Work to be completed:
Using the passage about Conroe below, decide whether each statement agrees with it: (a) Conroe is a flood control reservoir; (b) the lake has at most about 6 feet over its normal pool height; (c) rain totals of 20+ inches were being predicted for the Houston area before Harvey hit. Answer yes or no for each and quote the words that decide it.

Selected text:
Dude, seriously? You complain about people treating you like you are stupid, but then you ask questions like that that have been explained a dozen times on the thread already. You are mixing up two completely separate storylines with your question above. What Conroe not being a flood control reservoir means is that the lake is not designed to have dozens of feet of freeboard space that they can fill with water during a flood event without needing to release water. They have at most about 6 feet over the normal pool height, or maybe even less before they start risking the safety of the dam. So when heavy rains start, and their water level starts rising, they have a few hours up to maybe a day to review the data coming in and decide whether they are going to have to release.
I was on vacation the week prior to Harvey hitting and they were already predicting 20+ inches of rain for the Houston area with a storm anticipated to hang around almost a week. If they need to wait for the lake to get to a certain level before putting plans into action, that is a process that needs to be reevaluated, IMO. So, to the first highlighted point, maybe something can be learned from this for the future, don't you think?

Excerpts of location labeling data
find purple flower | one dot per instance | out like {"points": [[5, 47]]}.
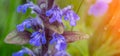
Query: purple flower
{"points": [[38, 38], [70, 15], [98, 9], [61, 53], [23, 51], [56, 14], [60, 41], [34, 22], [25, 24], [23, 8]]}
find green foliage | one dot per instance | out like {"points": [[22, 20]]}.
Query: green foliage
{"points": [[9, 18]]}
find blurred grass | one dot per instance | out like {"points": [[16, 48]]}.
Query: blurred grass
{"points": [[9, 18]]}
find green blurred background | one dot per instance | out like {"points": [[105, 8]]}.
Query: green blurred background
{"points": [[9, 18]]}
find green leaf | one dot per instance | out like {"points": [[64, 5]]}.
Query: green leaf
{"points": [[18, 38]]}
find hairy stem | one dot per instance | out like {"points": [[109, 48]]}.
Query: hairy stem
{"points": [[50, 4]]}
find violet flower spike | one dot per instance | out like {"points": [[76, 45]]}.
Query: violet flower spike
{"points": [[70, 15], [98, 9], [38, 38], [56, 14], [61, 53], [26, 24], [23, 51], [23, 8], [60, 41]]}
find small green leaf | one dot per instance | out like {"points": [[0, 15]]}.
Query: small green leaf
{"points": [[18, 38], [72, 36]]}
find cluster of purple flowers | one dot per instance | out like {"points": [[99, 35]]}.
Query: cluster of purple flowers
{"points": [[99, 8], [66, 12], [38, 36]]}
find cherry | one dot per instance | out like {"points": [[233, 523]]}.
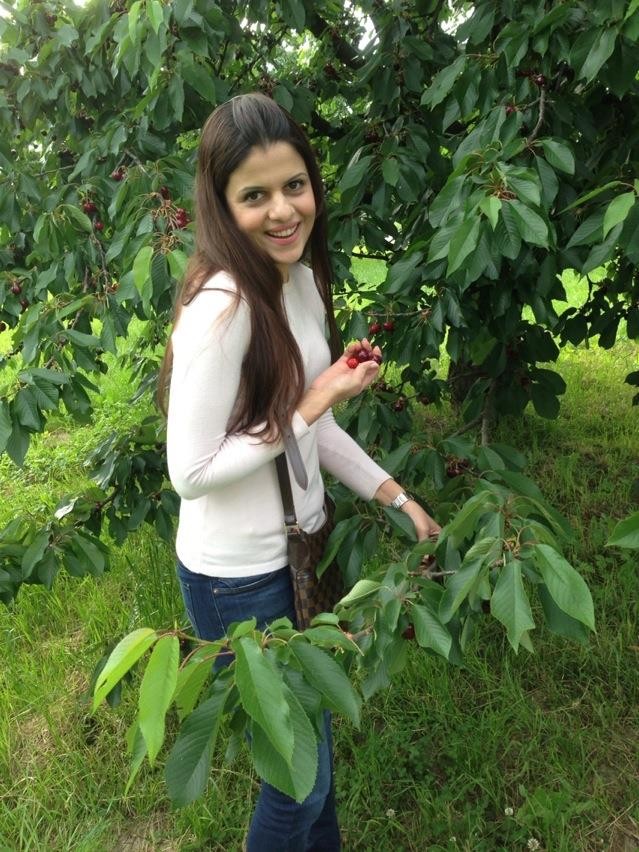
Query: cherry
{"points": [[330, 71], [181, 217]]}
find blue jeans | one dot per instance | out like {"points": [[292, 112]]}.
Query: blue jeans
{"points": [[279, 823]]}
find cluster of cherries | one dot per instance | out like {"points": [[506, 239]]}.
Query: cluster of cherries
{"points": [[360, 355], [179, 219], [90, 208]]}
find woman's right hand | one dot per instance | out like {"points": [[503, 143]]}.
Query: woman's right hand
{"points": [[343, 382]]}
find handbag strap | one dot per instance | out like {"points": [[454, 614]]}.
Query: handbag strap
{"points": [[295, 457], [290, 518]]}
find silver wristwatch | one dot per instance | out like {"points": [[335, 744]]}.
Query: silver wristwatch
{"points": [[399, 501]]}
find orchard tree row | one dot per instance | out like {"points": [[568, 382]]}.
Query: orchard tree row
{"points": [[478, 150]]}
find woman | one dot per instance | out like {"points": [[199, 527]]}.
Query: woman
{"points": [[248, 358]]}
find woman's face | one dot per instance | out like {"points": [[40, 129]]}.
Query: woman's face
{"points": [[271, 199]]}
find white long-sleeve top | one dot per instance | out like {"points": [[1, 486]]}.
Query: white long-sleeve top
{"points": [[231, 521]]}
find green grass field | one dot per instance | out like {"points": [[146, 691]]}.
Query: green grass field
{"points": [[508, 753]]}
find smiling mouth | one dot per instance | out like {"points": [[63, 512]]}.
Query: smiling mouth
{"points": [[284, 233]]}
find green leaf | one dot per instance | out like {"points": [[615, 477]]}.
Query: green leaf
{"points": [[402, 522], [626, 533], [34, 553], [201, 79], [80, 219], [188, 764], [590, 231], [559, 155], [443, 82], [6, 427], [390, 171], [262, 696], [429, 630], [192, 677], [362, 590], [142, 266], [26, 409], [458, 588], [156, 692], [530, 225], [155, 14], [295, 778], [600, 51], [578, 202], [466, 520], [490, 206], [509, 603], [567, 588], [617, 211], [125, 654], [463, 242], [559, 622], [354, 174], [328, 677]]}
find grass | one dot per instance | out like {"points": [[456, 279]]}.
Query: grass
{"points": [[507, 750]]}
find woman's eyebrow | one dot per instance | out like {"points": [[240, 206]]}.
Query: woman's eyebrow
{"points": [[259, 188]]}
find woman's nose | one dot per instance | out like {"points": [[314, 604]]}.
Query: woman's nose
{"points": [[280, 208]]}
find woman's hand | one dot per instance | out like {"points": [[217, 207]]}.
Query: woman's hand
{"points": [[425, 526], [343, 382]]}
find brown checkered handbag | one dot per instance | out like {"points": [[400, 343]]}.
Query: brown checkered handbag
{"points": [[305, 550]]}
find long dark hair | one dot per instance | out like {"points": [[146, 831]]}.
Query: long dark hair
{"points": [[272, 377]]}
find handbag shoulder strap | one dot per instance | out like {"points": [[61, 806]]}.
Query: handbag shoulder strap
{"points": [[290, 518]]}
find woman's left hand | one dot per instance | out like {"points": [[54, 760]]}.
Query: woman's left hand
{"points": [[425, 526]]}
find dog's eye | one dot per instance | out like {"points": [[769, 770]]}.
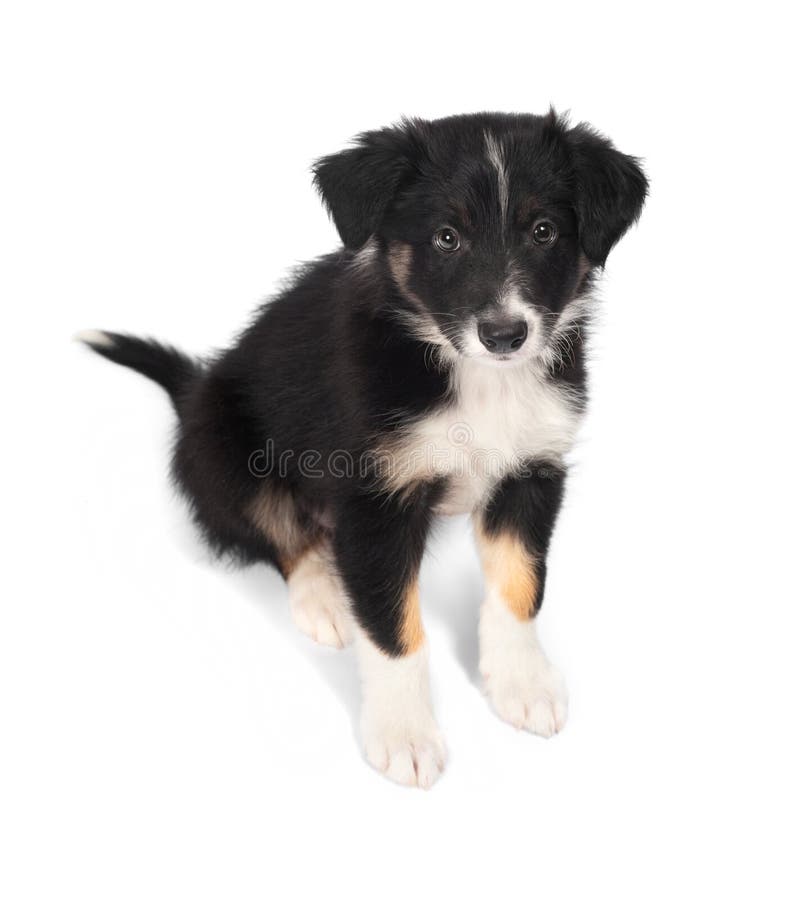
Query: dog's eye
{"points": [[544, 232], [447, 240]]}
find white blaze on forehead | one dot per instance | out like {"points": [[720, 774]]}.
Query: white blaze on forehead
{"points": [[494, 153]]}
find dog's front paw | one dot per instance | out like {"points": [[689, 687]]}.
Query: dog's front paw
{"points": [[534, 697], [413, 755], [524, 688]]}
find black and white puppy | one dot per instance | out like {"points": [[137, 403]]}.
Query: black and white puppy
{"points": [[433, 365]]}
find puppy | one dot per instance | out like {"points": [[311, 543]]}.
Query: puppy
{"points": [[433, 365]]}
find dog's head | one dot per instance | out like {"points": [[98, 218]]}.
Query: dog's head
{"points": [[489, 224]]}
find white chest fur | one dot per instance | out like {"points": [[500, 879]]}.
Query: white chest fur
{"points": [[499, 418]]}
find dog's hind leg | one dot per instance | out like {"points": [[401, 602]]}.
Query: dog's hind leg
{"points": [[318, 602]]}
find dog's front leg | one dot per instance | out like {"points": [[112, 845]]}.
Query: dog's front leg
{"points": [[513, 534], [379, 543]]}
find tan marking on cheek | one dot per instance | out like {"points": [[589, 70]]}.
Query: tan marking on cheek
{"points": [[399, 257], [512, 570], [527, 210], [412, 634]]}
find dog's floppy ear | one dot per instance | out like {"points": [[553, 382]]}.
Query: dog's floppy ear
{"points": [[357, 184], [611, 188]]}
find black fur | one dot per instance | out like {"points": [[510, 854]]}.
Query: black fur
{"points": [[345, 358]]}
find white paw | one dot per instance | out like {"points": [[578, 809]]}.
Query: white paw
{"points": [[400, 736], [523, 687], [532, 697], [318, 603], [411, 755]]}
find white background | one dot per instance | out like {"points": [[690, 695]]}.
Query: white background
{"points": [[166, 732]]}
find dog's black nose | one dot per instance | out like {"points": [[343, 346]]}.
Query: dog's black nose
{"points": [[503, 336]]}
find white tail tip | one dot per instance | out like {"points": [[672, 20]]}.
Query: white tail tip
{"points": [[94, 338]]}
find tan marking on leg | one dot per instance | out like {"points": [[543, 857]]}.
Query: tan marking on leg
{"points": [[511, 570], [412, 635]]}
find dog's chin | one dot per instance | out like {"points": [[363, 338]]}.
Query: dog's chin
{"points": [[501, 360]]}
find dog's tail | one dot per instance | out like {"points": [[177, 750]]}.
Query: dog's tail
{"points": [[169, 367]]}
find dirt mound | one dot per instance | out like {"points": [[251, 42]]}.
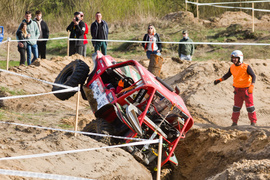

Solution to this problem:
(a) No: "What Conroe not being a flood control reservoir means is that the lake is not designed to have dozens of feet of freeboard space"
(b) Yes: "They have at most about 6 feet over the normal pool height"
(c) Yes: "I was on vacation the week prior to Harvey hitting and they were already predicting 20+ inches of rain for the Houston area"